Announced in January 2011, the Panasonic Lumix FX77, or FX78 as it’s known in North America, is a 12.1 Megapixel compact with a 5x stabilised zoom and a 3.5in touch-screen display. The FX77 / FX78 is slimmer and lighter than previous FX series models and has a newly designed CCD sensor with faster AF operation.
The FX77 / FX78 has all of the automated features that have become standard on Panasonic compacts as well as those from other manufacturers – face detect AF, scene recognition and a range of scene modes. It adds a new 3D still image mode and makes full use of the screen with touch-focus and touch shooting features.
There are no manual exposure modes, though Normal Picture mode (or Program auto as it’s called on other compacts) provides exposure compensation and lets you set the ISO sensitivity, white balance, and a few other options. The FX77 / FX78 can shoot full HD 1080i video encoded, as you’d expect, in AVCHD format. We’ve compared it with two similarly priced models from Canon and Sony, The IXUS 310 HS and Lumix FX77 / FX78, with a similar range of features, but some stand-out differences too, at an equivalent price.

TASKS TO COMPLETE
A) Answer these questions using the camera review.
(i) How many megapixels does the FX77 / FX78 have?
(ii) In what format does it encode full HD 1080i video?
(iii) What is Normal Picture mode called on other compacts?
B) Reproduce the passage of the camera review starting at "There are no" and ending at "an equivalent price.".

DATASET EXCERPTS

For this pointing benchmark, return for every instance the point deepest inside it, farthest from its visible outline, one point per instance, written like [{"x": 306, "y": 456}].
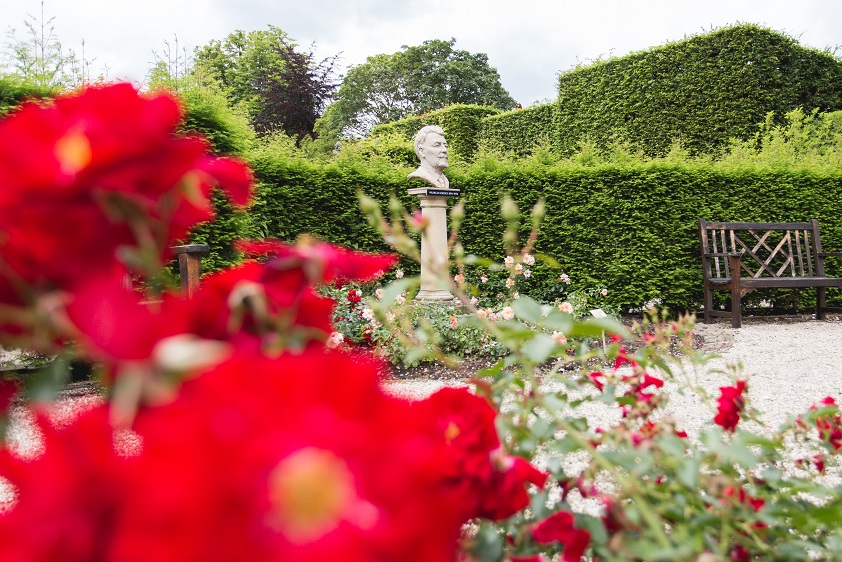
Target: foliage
[
  {"x": 461, "y": 124},
  {"x": 413, "y": 81},
  {"x": 643, "y": 487},
  {"x": 280, "y": 87},
  {"x": 41, "y": 60},
  {"x": 297, "y": 448},
  {"x": 296, "y": 196},
  {"x": 207, "y": 114},
  {"x": 704, "y": 91},
  {"x": 302, "y": 442},
  {"x": 615, "y": 221},
  {"x": 14, "y": 91},
  {"x": 811, "y": 141},
  {"x": 518, "y": 132}
]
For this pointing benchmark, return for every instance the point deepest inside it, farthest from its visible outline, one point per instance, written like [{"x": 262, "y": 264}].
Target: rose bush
[
  {"x": 231, "y": 433},
  {"x": 234, "y": 431}
]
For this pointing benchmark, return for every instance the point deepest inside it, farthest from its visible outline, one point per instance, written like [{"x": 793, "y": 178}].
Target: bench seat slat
[{"x": 758, "y": 255}]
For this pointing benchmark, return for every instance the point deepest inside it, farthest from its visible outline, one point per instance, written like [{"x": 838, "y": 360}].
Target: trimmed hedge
[
  {"x": 461, "y": 124},
  {"x": 519, "y": 131},
  {"x": 630, "y": 229},
  {"x": 634, "y": 230},
  {"x": 296, "y": 196},
  {"x": 14, "y": 91},
  {"x": 703, "y": 91}
]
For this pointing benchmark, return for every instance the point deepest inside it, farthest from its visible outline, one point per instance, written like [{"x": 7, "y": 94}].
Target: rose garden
[{"x": 252, "y": 420}]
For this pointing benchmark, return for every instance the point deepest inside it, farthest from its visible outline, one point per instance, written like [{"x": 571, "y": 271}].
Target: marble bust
[{"x": 431, "y": 149}]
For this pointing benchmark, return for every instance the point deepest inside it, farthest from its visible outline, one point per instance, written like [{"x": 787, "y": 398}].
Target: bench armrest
[{"x": 725, "y": 254}]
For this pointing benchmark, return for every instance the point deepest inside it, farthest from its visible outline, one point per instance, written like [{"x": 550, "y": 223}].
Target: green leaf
[
  {"x": 688, "y": 472},
  {"x": 488, "y": 543},
  {"x": 396, "y": 288},
  {"x": 527, "y": 309},
  {"x": 539, "y": 348},
  {"x": 595, "y": 327}
]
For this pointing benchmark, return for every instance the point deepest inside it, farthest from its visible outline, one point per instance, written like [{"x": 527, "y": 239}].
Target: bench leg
[
  {"x": 820, "y": 303},
  {"x": 708, "y": 301},
  {"x": 736, "y": 307}
]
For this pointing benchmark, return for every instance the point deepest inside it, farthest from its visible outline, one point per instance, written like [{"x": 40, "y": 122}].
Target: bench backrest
[{"x": 783, "y": 249}]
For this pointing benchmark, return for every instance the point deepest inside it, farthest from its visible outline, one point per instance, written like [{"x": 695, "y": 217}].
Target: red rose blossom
[
  {"x": 558, "y": 527},
  {"x": 731, "y": 403}
]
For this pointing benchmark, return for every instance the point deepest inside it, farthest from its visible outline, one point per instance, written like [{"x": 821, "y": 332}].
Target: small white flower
[
  {"x": 559, "y": 338},
  {"x": 335, "y": 340}
]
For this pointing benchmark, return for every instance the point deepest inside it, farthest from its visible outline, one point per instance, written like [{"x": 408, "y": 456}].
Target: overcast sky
[{"x": 528, "y": 41}]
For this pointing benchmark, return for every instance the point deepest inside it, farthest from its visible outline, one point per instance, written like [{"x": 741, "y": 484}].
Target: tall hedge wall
[
  {"x": 703, "y": 90},
  {"x": 630, "y": 229},
  {"x": 635, "y": 230},
  {"x": 461, "y": 124},
  {"x": 519, "y": 130},
  {"x": 301, "y": 197},
  {"x": 14, "y": 91}
]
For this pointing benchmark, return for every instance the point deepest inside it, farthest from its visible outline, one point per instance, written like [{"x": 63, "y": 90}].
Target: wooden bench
[
  {"x": 190, "y": 265},
  {"x": 743, "y": 256}
]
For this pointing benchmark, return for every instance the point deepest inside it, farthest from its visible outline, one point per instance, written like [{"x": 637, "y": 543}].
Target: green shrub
[
  {"x": 14, "y": 91},
  {"x": 461, "y": 124},
  {"x": 704, "y": 91},
  {"x": 518, "y": 132}
]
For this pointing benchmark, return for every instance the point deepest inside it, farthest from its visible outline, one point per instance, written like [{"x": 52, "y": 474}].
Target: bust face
[{"x": 434, "y": 151}]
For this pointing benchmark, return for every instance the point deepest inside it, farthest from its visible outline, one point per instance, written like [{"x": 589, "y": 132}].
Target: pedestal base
[{"x": 433, "y": 295}]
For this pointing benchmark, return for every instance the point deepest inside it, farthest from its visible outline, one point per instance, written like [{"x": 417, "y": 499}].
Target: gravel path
[{"x": 790, "y": 363}]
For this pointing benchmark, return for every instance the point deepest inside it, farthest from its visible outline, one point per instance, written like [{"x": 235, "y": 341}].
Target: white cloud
[{"x": 528, "y": 41}]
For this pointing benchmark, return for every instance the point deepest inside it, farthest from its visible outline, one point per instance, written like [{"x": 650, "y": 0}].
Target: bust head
[{"x": 431, "y": 147}]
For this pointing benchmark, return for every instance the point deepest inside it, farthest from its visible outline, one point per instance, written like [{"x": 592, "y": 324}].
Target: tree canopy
[
  {"x": 412, "y": 81},
  {"x": 280, "y": 87}
]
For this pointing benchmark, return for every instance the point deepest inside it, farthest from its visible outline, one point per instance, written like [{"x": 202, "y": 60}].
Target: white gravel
[{"x": 790, "y": 365}]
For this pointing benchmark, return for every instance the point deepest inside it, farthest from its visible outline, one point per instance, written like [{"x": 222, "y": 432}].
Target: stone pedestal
[{"x": 434, "y": 252}]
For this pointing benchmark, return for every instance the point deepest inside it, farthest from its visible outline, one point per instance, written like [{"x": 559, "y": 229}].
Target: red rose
[
  {"x": 731, "y": 403},
  {"x": 558, "y": 527}
]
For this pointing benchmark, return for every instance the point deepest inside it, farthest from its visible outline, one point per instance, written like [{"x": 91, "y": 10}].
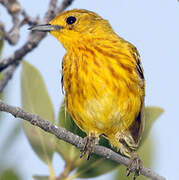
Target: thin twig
[
  {"x": 63, "y": 134},
  {"x": 13, "y": 7},
  {"x": 34, "y": 37},
  {"x": 7, "y": 76}
]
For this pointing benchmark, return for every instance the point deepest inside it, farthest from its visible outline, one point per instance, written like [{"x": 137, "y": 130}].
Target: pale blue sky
[{"x": 152, "y": 26}]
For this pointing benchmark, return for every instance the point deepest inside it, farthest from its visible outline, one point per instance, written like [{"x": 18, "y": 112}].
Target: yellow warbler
[{"x": 102, "y": 77}]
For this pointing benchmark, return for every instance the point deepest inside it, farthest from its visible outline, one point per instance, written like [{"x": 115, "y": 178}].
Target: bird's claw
[
  {"x": 89, "y": 143},
  {"x": 135, "y": 166}
]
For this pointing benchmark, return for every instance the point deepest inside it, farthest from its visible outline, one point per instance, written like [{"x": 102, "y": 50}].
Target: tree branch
[
  {"x": 34, "y": 37},
  {"x": 71, "y": 138},
  {"x": 7, "y": 76}
]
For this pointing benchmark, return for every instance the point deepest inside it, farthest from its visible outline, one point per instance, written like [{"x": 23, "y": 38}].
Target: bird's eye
[{"x": 71, "y": 20}]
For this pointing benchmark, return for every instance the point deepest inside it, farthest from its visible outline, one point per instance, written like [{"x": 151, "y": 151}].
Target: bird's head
[{"x": 76, "y": 26}]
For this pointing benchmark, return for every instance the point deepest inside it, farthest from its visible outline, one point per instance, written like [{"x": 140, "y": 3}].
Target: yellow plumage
[{"x": 103, "y": 79}]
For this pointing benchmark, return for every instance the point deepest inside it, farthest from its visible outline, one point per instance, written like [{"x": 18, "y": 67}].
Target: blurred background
[{"x": 152, "y": 26}]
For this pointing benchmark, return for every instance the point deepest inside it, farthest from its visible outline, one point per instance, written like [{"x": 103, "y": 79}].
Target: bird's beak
[{"x": 45, "y": 27}]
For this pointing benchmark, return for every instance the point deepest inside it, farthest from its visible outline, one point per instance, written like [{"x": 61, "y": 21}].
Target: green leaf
[
  {"x": 10, "y": 138},
  {"x": 151, "y": 115},
  {"x": 9, "y": 174},
  {"x": 35, "y": 99},
  {"x": 146, "y": 154},
  {"x": 41, "y": 177},
  {"x": 86, "y": 169},
  {"x": 95, "y": 166}
]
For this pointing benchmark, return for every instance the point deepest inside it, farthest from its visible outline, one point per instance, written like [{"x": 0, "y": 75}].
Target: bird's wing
[{"x": 137, "y": 126}]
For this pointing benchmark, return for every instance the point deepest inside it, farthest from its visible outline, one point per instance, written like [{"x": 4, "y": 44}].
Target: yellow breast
[{"x": 101, "y": 85}]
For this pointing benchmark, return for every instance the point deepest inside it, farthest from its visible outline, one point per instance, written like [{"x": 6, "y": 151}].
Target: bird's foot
[
  {"x": 89, "y": 143},
  {"x": 135, "y": 165}
]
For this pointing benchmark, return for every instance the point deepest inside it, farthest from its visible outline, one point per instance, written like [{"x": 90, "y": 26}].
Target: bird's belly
[{"x": 103, "y": 112}]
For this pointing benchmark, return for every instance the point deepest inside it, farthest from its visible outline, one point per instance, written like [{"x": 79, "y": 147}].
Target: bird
[{"x": 103, "y": 80}]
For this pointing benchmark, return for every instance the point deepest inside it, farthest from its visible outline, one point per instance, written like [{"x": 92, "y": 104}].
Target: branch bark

RESULTS
A)
(i) 12.1 megapixels
(ii) AVCHD
(iii) Program auto

B)
There are no manual exposure modes, though Normal Picture mode (or Program auto as it’s called on other compacts) provides exposure compensation and lets you set the ISO sensitivity, white balance, and a few other options. The FX77 / FX78 can shoot full HD 1080i video encoded, as you’d expect, in AVCHD format. We’ve compared it with two similarly priced models from Canon and Sony, The IXUS 310 HS and Lumix FX77 / FX78, with a similar range of features, but some stand-out differences too, at an equivalent price.